SHORT PROBLEM: List every line of the records below that contains the word "latticed".

SOURCE RECORDS:
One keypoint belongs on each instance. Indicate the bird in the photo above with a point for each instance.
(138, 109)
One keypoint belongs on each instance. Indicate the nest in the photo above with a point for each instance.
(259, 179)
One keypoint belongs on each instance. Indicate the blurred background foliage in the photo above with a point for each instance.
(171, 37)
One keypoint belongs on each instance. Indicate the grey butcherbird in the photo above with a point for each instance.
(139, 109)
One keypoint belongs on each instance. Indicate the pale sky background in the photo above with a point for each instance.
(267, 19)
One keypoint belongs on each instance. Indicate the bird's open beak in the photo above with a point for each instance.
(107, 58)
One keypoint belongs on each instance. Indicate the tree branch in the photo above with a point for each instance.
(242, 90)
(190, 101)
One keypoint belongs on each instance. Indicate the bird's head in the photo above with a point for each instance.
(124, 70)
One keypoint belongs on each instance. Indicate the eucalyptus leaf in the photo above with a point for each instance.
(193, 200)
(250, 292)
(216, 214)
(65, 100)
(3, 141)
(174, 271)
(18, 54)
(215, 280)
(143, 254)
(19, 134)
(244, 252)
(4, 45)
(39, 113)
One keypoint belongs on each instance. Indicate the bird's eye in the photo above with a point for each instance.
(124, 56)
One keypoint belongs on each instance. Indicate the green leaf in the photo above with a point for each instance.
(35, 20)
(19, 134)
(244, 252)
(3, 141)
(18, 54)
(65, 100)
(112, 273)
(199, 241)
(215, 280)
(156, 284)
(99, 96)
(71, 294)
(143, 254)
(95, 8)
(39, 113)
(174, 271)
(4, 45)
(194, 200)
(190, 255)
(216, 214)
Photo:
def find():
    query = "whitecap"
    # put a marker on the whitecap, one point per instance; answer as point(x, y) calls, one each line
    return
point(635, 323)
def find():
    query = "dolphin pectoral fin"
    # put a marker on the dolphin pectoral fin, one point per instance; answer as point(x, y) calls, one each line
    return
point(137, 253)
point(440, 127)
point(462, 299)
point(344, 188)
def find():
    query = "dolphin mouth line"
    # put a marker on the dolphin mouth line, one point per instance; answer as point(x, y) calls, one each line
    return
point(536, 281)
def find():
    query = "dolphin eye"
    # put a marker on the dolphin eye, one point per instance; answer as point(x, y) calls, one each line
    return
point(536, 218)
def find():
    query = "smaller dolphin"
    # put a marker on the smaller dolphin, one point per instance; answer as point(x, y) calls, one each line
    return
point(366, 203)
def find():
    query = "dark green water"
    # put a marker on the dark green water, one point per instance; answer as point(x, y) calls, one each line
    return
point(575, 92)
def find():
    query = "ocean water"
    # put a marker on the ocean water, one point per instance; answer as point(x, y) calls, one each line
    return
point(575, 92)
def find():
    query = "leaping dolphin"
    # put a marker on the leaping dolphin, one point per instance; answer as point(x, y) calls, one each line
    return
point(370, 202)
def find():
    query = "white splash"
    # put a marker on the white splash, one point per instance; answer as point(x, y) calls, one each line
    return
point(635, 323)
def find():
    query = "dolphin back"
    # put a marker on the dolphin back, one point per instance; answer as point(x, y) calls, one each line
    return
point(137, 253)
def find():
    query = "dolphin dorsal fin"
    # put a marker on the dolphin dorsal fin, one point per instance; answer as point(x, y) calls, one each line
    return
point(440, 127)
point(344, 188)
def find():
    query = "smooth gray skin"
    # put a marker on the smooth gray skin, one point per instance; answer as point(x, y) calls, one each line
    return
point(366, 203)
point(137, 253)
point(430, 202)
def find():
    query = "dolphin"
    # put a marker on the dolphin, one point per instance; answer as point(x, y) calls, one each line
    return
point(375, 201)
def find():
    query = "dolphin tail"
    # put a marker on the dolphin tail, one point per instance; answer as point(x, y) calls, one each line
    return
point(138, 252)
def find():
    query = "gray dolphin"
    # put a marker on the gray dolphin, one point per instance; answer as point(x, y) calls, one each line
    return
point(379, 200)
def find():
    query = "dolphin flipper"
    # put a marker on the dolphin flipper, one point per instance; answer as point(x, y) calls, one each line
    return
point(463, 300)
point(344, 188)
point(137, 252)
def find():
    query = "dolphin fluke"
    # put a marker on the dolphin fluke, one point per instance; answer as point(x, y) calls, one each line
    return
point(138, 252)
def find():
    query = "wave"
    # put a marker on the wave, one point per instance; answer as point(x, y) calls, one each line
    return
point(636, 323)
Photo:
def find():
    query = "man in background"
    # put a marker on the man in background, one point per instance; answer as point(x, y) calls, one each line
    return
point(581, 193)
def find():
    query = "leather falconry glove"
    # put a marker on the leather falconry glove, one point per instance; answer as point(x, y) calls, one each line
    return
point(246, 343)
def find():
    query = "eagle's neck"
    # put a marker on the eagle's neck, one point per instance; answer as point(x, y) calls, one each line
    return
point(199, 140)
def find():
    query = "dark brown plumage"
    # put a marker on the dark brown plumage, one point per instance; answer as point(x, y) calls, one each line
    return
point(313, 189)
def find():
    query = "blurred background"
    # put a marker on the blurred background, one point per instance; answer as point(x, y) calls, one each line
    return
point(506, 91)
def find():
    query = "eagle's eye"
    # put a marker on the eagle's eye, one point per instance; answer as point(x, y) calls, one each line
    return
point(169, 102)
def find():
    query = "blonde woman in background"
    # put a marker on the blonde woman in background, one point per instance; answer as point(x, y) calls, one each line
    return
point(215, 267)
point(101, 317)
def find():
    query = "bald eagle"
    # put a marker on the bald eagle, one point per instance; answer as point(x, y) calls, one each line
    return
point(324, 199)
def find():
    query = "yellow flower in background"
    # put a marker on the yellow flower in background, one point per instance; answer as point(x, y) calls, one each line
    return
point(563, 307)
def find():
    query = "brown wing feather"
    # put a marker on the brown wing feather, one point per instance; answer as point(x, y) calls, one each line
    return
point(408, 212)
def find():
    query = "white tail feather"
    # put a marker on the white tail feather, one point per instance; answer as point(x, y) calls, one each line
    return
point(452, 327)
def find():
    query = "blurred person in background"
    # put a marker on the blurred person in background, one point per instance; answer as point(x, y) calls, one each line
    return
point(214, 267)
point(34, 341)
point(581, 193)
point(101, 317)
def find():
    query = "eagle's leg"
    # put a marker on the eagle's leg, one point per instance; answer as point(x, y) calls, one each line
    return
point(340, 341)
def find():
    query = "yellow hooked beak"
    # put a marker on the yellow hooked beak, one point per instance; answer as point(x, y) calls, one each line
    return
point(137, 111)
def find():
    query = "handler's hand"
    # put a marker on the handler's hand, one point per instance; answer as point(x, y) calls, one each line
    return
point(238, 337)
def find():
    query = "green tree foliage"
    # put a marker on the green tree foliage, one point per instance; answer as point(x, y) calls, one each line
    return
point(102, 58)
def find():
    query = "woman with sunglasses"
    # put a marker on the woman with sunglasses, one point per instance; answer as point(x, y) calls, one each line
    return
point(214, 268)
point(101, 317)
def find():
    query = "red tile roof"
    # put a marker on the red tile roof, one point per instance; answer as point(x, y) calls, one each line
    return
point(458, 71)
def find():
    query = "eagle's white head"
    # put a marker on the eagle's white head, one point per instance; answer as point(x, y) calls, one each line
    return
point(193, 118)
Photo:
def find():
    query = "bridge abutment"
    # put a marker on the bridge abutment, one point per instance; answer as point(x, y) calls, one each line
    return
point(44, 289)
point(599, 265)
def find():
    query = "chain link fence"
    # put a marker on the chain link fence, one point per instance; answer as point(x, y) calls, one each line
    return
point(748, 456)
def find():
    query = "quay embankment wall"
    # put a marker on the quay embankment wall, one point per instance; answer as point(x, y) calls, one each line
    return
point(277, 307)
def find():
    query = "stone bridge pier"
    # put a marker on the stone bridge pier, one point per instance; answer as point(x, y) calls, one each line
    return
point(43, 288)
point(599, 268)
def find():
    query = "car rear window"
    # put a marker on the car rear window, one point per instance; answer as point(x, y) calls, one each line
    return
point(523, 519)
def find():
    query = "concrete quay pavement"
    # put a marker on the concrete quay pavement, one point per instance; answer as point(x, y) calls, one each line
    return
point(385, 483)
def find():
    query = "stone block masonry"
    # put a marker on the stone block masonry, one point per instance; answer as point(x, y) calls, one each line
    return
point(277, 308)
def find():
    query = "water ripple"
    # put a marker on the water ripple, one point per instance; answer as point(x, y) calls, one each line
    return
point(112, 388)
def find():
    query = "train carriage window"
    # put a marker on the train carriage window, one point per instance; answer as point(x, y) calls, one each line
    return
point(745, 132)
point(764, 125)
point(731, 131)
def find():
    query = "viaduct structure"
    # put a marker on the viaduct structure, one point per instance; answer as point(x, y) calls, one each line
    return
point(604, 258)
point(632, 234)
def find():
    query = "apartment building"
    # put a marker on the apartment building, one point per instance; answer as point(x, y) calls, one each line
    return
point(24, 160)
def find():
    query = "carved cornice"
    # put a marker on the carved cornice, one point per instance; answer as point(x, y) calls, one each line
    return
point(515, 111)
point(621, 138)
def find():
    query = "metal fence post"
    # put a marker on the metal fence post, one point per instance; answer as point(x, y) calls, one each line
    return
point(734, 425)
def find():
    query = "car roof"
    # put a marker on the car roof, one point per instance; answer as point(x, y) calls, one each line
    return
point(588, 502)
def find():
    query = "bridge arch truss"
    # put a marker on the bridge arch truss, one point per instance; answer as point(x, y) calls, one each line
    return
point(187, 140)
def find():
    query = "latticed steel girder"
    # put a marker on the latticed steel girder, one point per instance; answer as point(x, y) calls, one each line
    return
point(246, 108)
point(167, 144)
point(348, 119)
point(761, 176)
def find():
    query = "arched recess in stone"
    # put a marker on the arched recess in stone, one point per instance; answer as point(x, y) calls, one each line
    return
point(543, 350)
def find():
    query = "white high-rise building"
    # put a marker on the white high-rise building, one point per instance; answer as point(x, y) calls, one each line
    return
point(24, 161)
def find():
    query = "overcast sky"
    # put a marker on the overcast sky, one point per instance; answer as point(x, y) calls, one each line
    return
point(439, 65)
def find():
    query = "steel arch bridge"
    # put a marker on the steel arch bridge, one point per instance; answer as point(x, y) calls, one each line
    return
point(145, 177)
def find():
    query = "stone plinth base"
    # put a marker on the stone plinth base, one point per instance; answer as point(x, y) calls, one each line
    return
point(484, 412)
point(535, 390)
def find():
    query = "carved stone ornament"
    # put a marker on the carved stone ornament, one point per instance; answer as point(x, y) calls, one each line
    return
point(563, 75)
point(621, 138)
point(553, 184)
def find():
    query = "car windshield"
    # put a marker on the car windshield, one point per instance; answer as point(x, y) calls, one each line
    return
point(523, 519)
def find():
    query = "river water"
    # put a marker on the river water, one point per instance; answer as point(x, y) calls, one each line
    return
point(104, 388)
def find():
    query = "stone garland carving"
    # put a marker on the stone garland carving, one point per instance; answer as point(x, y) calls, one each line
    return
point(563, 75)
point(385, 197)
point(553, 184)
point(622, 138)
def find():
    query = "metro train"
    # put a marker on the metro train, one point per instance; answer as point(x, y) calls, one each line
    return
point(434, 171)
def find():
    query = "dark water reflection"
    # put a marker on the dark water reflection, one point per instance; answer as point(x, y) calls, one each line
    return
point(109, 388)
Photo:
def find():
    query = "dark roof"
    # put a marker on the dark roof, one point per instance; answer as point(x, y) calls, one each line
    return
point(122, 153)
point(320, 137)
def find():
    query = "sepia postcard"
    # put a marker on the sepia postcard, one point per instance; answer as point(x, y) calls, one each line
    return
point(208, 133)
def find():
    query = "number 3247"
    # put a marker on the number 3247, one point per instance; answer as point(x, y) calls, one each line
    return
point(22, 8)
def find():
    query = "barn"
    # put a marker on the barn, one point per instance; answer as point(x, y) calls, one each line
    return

CORRECT ANSWER:
    query = "latticed steel girder"
    # put a marker on the latticed steel girder, one point per instance; answer as point(x, y) calls, one each line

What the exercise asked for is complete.